──────── DATA IN THIS EXERCISE
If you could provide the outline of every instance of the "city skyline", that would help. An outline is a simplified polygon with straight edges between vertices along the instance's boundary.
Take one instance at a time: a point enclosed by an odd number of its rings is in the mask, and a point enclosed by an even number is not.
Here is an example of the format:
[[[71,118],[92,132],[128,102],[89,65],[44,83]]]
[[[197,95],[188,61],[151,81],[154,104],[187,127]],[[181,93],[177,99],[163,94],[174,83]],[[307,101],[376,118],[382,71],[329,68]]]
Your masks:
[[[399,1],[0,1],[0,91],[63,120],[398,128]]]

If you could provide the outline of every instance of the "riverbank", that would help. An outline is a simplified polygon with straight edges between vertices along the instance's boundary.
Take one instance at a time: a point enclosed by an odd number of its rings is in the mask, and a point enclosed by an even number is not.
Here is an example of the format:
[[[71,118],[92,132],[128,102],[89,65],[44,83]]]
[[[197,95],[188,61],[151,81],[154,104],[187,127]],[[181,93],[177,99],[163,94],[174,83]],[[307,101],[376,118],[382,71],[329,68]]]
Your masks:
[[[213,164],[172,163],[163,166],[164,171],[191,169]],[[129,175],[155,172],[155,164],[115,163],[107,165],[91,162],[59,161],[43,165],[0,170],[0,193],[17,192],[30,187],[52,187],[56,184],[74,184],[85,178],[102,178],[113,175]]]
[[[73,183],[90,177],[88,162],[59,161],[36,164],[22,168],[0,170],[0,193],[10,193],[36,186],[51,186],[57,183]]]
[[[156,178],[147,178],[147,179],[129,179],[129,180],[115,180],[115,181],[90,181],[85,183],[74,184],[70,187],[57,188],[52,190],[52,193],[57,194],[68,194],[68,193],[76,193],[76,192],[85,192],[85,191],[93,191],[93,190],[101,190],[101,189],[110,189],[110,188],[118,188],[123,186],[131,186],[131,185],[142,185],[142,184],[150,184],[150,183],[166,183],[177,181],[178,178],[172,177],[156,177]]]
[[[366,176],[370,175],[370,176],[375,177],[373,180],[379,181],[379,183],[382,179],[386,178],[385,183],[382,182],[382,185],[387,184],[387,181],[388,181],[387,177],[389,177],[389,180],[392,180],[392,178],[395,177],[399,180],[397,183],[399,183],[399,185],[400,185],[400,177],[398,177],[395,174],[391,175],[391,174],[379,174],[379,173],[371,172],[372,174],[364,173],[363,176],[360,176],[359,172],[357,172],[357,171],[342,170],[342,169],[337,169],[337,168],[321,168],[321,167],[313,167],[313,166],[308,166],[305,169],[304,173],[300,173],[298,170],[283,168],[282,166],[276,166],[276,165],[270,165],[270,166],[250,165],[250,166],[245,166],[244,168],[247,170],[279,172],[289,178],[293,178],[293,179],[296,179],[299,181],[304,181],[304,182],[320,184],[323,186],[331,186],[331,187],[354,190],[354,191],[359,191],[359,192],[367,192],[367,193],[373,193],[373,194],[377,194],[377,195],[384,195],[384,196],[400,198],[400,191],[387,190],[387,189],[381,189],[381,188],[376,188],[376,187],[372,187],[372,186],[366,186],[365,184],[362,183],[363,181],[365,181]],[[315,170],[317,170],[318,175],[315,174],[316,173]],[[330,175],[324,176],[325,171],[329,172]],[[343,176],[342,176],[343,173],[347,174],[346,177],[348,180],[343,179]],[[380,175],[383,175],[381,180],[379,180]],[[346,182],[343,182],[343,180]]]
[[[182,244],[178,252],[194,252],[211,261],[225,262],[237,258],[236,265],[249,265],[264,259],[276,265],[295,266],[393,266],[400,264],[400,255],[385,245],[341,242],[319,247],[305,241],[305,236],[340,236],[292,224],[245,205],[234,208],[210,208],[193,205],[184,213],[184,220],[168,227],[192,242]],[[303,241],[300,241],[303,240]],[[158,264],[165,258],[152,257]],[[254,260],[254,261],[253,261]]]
────────────────
WHAT THE EXERCISE ASKS: Only lines with the word "that" belong in the answer; copy each of them from the material above.

WRITTEN SOLUTION:
If you could provide the outline of every instance of the "city skyline", that would help. An outline is a simplified polygon with straight edges between vertices along the instance's boundary.
If you could provide the outline of every instance of the "riverbank", that would help. An outline is a simplified polygon with straight edges between vertices along the instance's boundary.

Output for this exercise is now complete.